> YOUR GOAL: Can you reproduce the data below with every "photo" replaced by "image" and all other text unchanged? Omit the pictures from your copy.

==== DATA SHOWN

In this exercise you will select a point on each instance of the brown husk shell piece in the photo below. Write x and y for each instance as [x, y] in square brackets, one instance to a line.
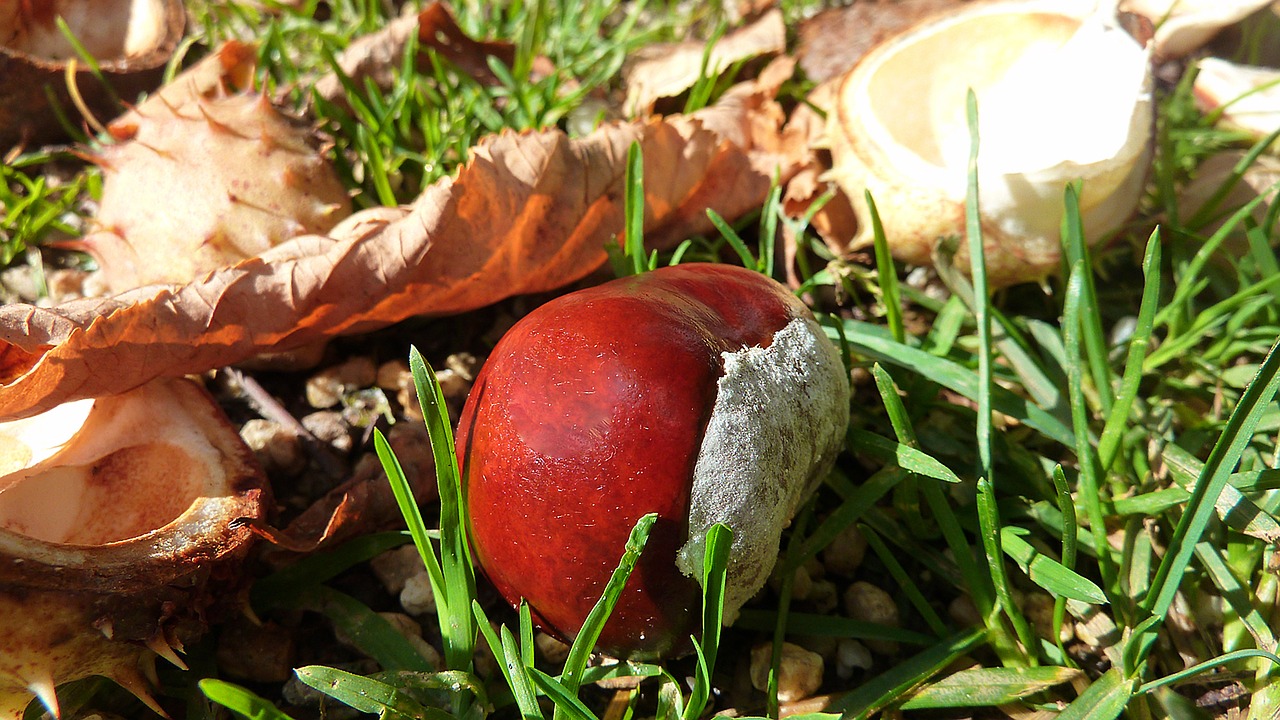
[119, 540]
[131, 41]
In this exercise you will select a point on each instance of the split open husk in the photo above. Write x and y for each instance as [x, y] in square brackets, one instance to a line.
[1246, 98]
[1061, 96]
[122, 520]
[129, 41]
[1184, 26]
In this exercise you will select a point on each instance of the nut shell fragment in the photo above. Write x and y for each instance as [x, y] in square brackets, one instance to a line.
[1061, 96]
[117, 543]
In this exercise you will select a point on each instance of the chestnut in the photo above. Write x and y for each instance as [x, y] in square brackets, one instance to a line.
[705, 393]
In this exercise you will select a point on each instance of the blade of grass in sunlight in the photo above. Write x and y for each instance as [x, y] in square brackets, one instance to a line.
[720, 540]
[584, 643]
[1070, 546]
[886, 273]
[988, 518]
[982, 687]
[368, 695]
[872, 342]
[240, 700]
[1105, 698]
[1046, 572]
[1221, 461]
[1089, 488]
[992, 542]
[460, 584]
[906, 456]
[1077, 251]
[1116, 424]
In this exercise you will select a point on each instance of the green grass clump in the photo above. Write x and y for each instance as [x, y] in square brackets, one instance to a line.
[1024, 464]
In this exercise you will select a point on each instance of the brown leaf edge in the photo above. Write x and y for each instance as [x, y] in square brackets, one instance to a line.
[530, 213]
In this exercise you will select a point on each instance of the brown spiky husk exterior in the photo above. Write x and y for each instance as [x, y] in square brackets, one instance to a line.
[205, 185]
[74, 607]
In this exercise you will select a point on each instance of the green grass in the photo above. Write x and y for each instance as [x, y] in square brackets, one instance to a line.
[1008, 446]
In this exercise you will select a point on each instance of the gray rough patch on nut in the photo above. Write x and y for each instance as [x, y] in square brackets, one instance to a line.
[776, 427]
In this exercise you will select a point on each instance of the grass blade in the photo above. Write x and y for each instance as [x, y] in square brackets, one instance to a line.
[883, 689]
[240, 700]
[1109, 443]
[905, 456]
[1221, 461]
[871, 341]
[460, 584]
[280, 587]
[988, 522]
[567, 705]
[1046, 572]
[368, 630]
[584, 643]
[1080, 417]
[988, 687]
[634, 209]
[366, 695]
[1104, 700]
[732, 238]
[1077, 251]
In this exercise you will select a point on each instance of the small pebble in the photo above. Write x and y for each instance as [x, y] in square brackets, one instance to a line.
[416, 597]
[278, 449]
[329, 428]
[869, 604]
[799, 670]
[327, 387]
[851, 656]
[396, 566]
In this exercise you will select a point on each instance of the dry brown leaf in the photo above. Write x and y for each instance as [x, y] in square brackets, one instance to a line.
[666, 71]
[223, 72]
[832, 41]
[529, 213]
[375, 57]
[835, 222]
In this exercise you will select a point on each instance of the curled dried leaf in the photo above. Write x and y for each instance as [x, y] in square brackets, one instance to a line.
[529, 213]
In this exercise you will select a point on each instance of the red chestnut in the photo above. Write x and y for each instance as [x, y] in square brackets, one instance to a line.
[705, 393]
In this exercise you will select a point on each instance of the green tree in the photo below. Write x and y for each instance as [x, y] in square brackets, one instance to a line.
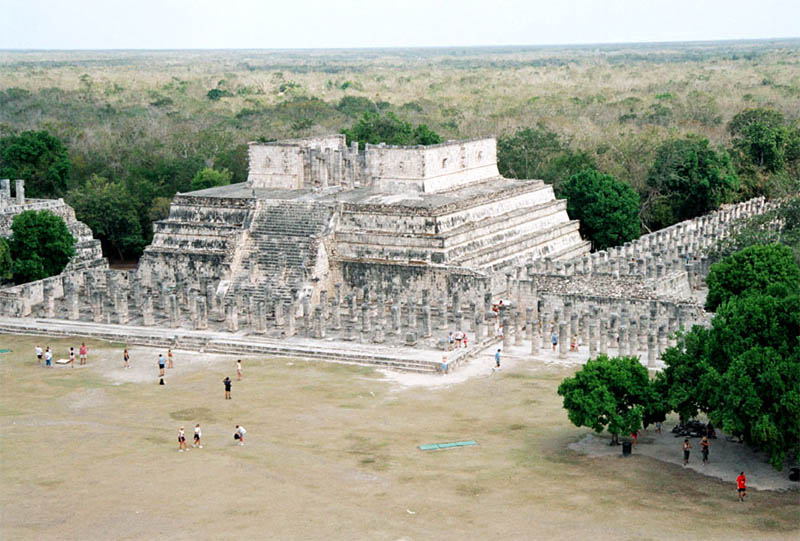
[375, 128]
[41, 245]
[607, 208]
[528, 152]
[762, 136]
[39, 158]
[210, 178]
[688, 179]
[110, 211]
[607, 393]
[754, 269]
[6, 263]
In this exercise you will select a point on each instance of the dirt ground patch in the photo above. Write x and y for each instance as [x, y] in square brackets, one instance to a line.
[331, 453]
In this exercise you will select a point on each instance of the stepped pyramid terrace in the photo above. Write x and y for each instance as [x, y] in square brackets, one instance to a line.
[373, 255]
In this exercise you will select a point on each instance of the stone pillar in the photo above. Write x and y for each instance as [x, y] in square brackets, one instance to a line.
[73, 303]
[546, 334]
[319, 323]
[174, 311]
[261, 317]
[395, 313]
[49, 300]
[529, 324]
[662, 339]
[623, 341]
[592, 339]
[651, 350]
[306, 317]
[443, 313]
[517, 329]
[232, 317]
[478, 327]
[97, 306]
[563, 340]
[291, 319]
[123, 315]
[427, 331]
[365, 320]
[20, 191]
[148, 319]
[412, 312]
[602, 336]
[201, 321]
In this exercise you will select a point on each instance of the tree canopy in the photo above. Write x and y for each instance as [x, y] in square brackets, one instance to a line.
[607, 209]
[210, 178]
[40, 159]
[6, 264]
[688, 178]
[753, 269]
[608, 393]
[41, 245]
[109, 210]
[375, 128]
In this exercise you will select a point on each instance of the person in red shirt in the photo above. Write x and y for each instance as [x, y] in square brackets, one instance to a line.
[741, 486]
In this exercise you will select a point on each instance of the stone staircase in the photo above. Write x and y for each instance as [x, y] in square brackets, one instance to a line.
[282, 249]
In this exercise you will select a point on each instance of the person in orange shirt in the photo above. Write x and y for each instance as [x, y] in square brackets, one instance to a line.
[741, 486]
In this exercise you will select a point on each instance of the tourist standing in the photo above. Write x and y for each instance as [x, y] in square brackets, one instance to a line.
[181, 441]
[197, 436]
[239, 434]
[686, 450]
[704, 445]
[741, 486]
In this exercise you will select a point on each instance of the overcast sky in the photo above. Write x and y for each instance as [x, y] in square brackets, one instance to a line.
[215, 24]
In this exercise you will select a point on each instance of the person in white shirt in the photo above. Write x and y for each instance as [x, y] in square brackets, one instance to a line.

========

> OUTPUT FOR THIS TASK:
In this exercise you will select a point on each instance of the brown husk shell piece in the image below. Write x and y for each instance as [x, y] in square brackets, one instance to a line.
[119, 540]
[131, 41]
In this exercise you will select a point on each instance of the split open husk in the image above. Write x and y for each instance as [x, y] in square brackets, one instance to a line.
[1246, 98]
[1061, 96]
[122, 520]
[129, 41]
[1184, 26]
In this exercise you will select a point on each instance of the nut shell fragment in the image above. Write x and y for each instance as [x, y] in square brackets, one instance to a line.
[1061, 96]
[117, 543]
In this exercise you will select a point on each instance of the chestnut in the image above. Write x and y for each instance as [x, y] in square brackets, one instance to a line.
[705, 393]
In this exercise you will select a point on each instance of the blade of grass in sunlight in the image above. Write x and y for each instance as [x, y] in square brackets, one instance to a line.
[720, 540]
[584, 643]
[1070, 546]
[886, 273]
[988, 518]
[982, 687]
[368, 695]
[872, 342]
[240, 700]
[1105, 698]
[1046, 572]
[1221, 461]
[1089, 488]
[992, 542]
[460, 584]
[906, 456]
[1077, 251]
[1116, 424]
In this exercise you will select a point on each instance of the green grass clump in the image above. Write x and y for each instance as [x, y] in square brackets, one instance to a line.
[1024, 464]
In this exercise you will select a point on each instance of the brown leaf edge in the image above. Write x and y for each instance as [x, y] in square brackets, one instance to a line.
[530, 213]
In this exercise you will select a point on each instance of the brown spiky husk exterior in the image above. Write x and y for each instance as [x, y] in square brackets, one instance to a line.
[205, 185]
[74, 607]
In this exercise you will select a point on each instance of the green grass in the image above. Write x and y for each instance as [x, y] in square brackets, one instance to a line.
[1008, 446]
In this exercise you will select a point on each instance of the gray rough patch on nut in the image above. Write x and y for each instance as [x, y] in square brackets, one instance to a line.
[776, 427]
In this exercise you will select a point on each instance of the grass blade in the image above. Write x and y for each instance as [x, y] in square brackets, one instance to a line.
[883, 689]
[240, 700]
[1109, 443]
[905, 456]
[1221, 461]
[871, 341]
[460, 584]
[280, 587]
[988, 522]
[567, 705]
[1046, 572]
[368, 630]
[584, 643]
[1080, 417]
[988, 687]
[634, 209]
[366, 695]
[1104, 700]
[732, 238]
[1077, 251]
In this exercise you will select a point on each instance of the small pebble in the image above. Write x and y for each instance as [x, y] in square brackets, one instance to a line.
[416, 597]
[278, 449]
[329, 428]
[869, 604]
[799, 670]
[327, 387]
[851, 656]
[396, 566]
In this exercise you will select a point on each instance of the dry brown leaf in the image above. Write x and y for each instance as [x, y] in square brackets, one instance to a line.
[666, 71]
[223, 72]
[832, 41]
[529, 213]
[375, 57]
[835, 222]
In this exercise you will select a point on each instance of the curled dried leaf in the image above. Write x and y for each instance as [x, y] in square brackets, one instance to a line.
[529, 213]
In this exercise you will select a point on each instance of the red chestnut in the image above. Write x and y for each instance as [x, y] in square brackets, one instance to a line.
[705, 393]
In this exercise you will select a point on each instance of the green tree in the image below. Write x and y for each instance as [x, y] in square brackets, one instance to a line.
[375, 128]
[41, 245]
[607, 208]
[528, 152]
[762, 136]
[39, 158]
[210, 178]
[688, 179]
[110, 211]
[607, 393]
[754, 269]
[6, 263]
In this exercise you will select a point on each instance of the dirt ground patch in the image above. Write x and y for each instance as [x, y] in square brackets, one instance to a line.
[331, 453]
In this exercise you will select a point on each instance of the stepped pyramid terrace in the image above. Write x and y for each instance as [x, y] in square brackets, one instance to a line.
[373, 255]
In this exercise you will select a point on each instance of the stone pillar in the image above. Write x and y for each instance as [x, y] in square brackets, one instance to a line.
[73, 303]
[546, 334]
[319, 323]
[174, 311]
[261, 317]
[395, 313]
[49, 300]
[529, 324]
[662, 339]
[623, 341]
[592, 339]
[651, 350]
[306, 317]
[443, 313]
[517, 329]
[232, 317]
[478, 327]
[97, 306]
[563, 340]
[291, 319]
[123, 315]
[427, 331]
[365, 320]
[20, 191]
[148, 319]
[412, 312]
[602, 336]
[201, 321]
In this exercise you will select a point on each instance of the tree canopy in the image above. Write x and y for each instance as [x, y] in square brackets, one instance to a line.
[607, 209]
[210, 178]
[40, 159]
[6, 264]
[688, 178]
[753, 269]
[608, 393]
[41, 245]
[109, 210]
[375, 128]
In this exercise you will select a point on each instance of the person in red shirt in the image above. Write x and y for each instance as [x, y] in square brackets, one instance to a line.
[741, 486]
In this exercise you will select a point on each instance of the stone staircase in the image above. Write x and y for each instance as [x, y] in square brackets, one instance to a line.
[282, 249]
In this exercise you will select a point on each instance of the person in orange shirt in the image above. Write x and y for each instance as [x, y] in square brackets, one instance to a line.
[741, 486]
In this exercise you will select a point on each instance of the tourist standing in the image above. Write x and y for each instance as [x, y] in square brackets, one instance to a line.
[181, 441]
[197, 436]
[239, 434]
[686, 450]
[704, 445]
[741, 486]
In this exercise you will select a point on each instance of the overcast sky in the image above. Write x and y for each instance as [x, y] in square brackets, one instance to a line.
[215, 24]
In this exercise you will select a point on each instance of the person in white shirt in the image above. Write x and y for each instance as [x, y] in square brackets, one instance to a line.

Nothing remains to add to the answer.